> **TASK PROMPT**: List the rows below as a numbered list, one line per number, with blank lines dropped. Leave out the pictures.

> **DATASET CONTENT**:

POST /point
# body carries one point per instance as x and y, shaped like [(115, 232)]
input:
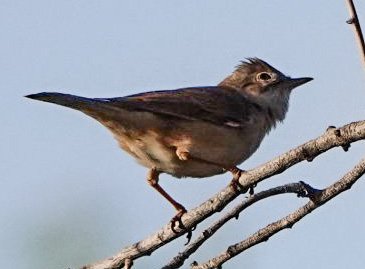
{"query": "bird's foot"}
[(235, 184), (177, 219)]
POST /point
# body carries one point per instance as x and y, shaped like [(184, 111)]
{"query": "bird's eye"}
[(263, 76)]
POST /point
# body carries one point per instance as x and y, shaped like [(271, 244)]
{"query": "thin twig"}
[(299, 188), (128, 264), (354, 20), (333, 137), (264, 234)]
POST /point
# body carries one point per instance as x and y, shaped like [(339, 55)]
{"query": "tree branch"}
[(264, 234), (354, 20), (333, 137), (301, 189)]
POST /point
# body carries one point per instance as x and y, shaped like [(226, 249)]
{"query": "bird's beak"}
[(292, 83)]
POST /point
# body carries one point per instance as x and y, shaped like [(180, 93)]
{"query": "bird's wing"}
[(213, 104)]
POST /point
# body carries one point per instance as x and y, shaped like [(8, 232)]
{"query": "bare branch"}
[(354, 20), (301, 189), (333, 137), (264, 234)]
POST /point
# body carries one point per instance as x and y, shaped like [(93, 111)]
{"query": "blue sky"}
[(69, 196)]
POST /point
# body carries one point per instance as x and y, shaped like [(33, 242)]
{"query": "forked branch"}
[(333, 137)]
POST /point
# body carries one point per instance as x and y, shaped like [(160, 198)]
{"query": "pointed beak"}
[(292, 83)]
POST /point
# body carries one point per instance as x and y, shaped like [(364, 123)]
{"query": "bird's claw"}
[(177, 218)]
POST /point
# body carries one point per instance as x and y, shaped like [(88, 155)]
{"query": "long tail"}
[(68, 100)]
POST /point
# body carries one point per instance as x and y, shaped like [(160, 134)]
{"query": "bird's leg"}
[(235, 184), (152, 179)]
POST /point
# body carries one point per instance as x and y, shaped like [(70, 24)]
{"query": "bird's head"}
[(264, 84)]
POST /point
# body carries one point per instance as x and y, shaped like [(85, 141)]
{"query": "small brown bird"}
[(193, 132)]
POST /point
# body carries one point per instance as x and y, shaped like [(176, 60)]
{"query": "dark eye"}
[(264, 76)]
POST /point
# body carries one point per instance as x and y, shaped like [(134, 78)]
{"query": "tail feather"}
[(68, 100)]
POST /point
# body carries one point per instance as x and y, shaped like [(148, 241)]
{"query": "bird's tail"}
[(68, 100)]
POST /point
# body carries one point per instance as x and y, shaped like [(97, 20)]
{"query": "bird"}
[(195, 131)]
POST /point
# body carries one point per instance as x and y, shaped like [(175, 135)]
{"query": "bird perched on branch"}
[(197, 131)]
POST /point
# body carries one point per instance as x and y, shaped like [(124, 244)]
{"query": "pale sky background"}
[(69, 196)]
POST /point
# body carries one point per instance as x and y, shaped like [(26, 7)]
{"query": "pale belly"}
[(154, 142)]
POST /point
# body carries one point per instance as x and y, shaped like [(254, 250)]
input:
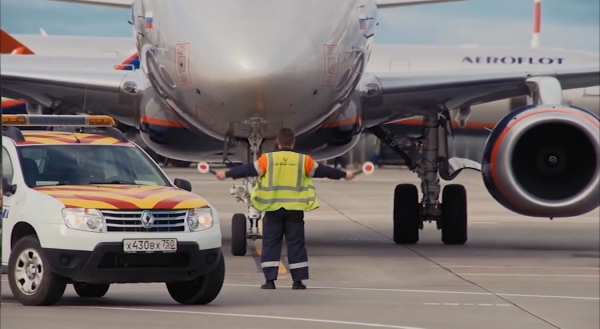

> **FULL SOLUTION**:
1. POST /point
2. # body carries one point per instance as x and y, shaped like [(115, 232)]
3. input:
4. {"query": "bird's foot"}
5. [(235, 184), (177, 219)]
6. POST /point
7. # body carries one point per instance as x and y, shaped like [(184, 111)]
8. {"query": "bird's eye"}
9. [(263, 76)]
10. POST /point
11. # body carries one point per instance as x and y, shaped like [(271, 244)]
12. {"query": "thin twig"}
13. [(299, 188), (128, 264), (354, 20), (333, 137), (264, 234)]
14. POST /point
15. # body carries one point per instance as x and y, shaped like [(339, 55)]
16. {"query": "tree branch"}
17. [(264, 234), (354, 20), (333, 137), (301, 189)]
18. POST /point
19. # body carries one point per instance as x and y, shaped like [(226, 249)]
20. {"query": "bird's beak"}
21. [(292, 83)]
22. POST /point
23. # body carries one point per instance as x and y, shaped like [(180, 93)]
24. {"query": "bird's wing"}
25. [(213, 104)]
26. POST /point
27. # body carries one point per instance as x and y, shaped like [(8, 232)]
28. {"query": "bare branch"}
29. [(354, 20), (301, 189), (333, 137), (264, 234)]
30. POST /point
31. # body carries one point per instance as x and y, shaped like [(93, 111)]
32. {"query": "blue sky"}
33. [(69, 196)]
34. POST /point
35. # body carries one point per instance as x and y, shaped like [(33, 242)]
36. {"query": "forked branch"}
37. [(333, 137)]
38. POST /point
39. # body carries one point per instance as x and y, shaped like [(160, 198)]
40. {"query": "pointed beak"}
41. [(292, 83)]
42. POST /point
43. # body carries one point per instance as x and y, shaped like [(364, 123)]
44. {"query": "bird's claw"}
45. [(177, 218)]
46. POST /point
47. # body carries one point per instance as x and y, shaped like [(88, 155)]
48. {"query": "long tail"}
49. [(68, 100)]
50. POST /point
51. # body carries one point per instance as x and y, shaped like [(160, 134)]
52. {"query": "bird's leg"}
53. [(235, 184), (152, 179)]
54. POST /point
55. # body carries one point per instance as x and y, shaped like [(70, 24)]
56. {"query": "bird's head"}
57. [(264, 84)]
58. POST /point
59. # body carries one point per instance as x and y, shaped like [(85, 141)]
60. {"query": "small brown bird"}
61. [(193, 132)]
62. POST /point
63. # body carries one point per instance as x and y, shaped like [(176, 60)]
64. {"query": "dark eye"}
65. [(264, 76)]
66. POST /point
67. # body carries one point per instance as x and y, shaped like [(134, 78)]
68. {"query": "tail feather"}
69. [(68, 100)]
70. POST /point
71. # body carries one point per instance as x and y, shaped like [(148, 241)]
72. {"query": "bird's tail"}
73. [(68, 100)]
74. POST /point
75. # body carries one point per instance as x and y, shaped like [(97, 20)]
76. {"query": "bird"}
77. [(195, 131)]
78. POST /point
79. # body carries one point per instance as x and y, shaped like [(175, 135)]
80. {"query": "bird perched on branch"}
81. [(197, 131)]
82. POST /point
83. # body carries one point per instance as x and y, shaped like [(124, 244)]
84. {"query": "pale sky background"}
85. [(69, 196)]
86. POST /point
87. # body carries one point per instance as x and y, shaped like [(26, 7)]
88. {"query": "pale belly"}
89. [(154, 142)]
90. POST /point
91. # body carries one point per instance as x and y, shaped like [(254, 250)]
92. input:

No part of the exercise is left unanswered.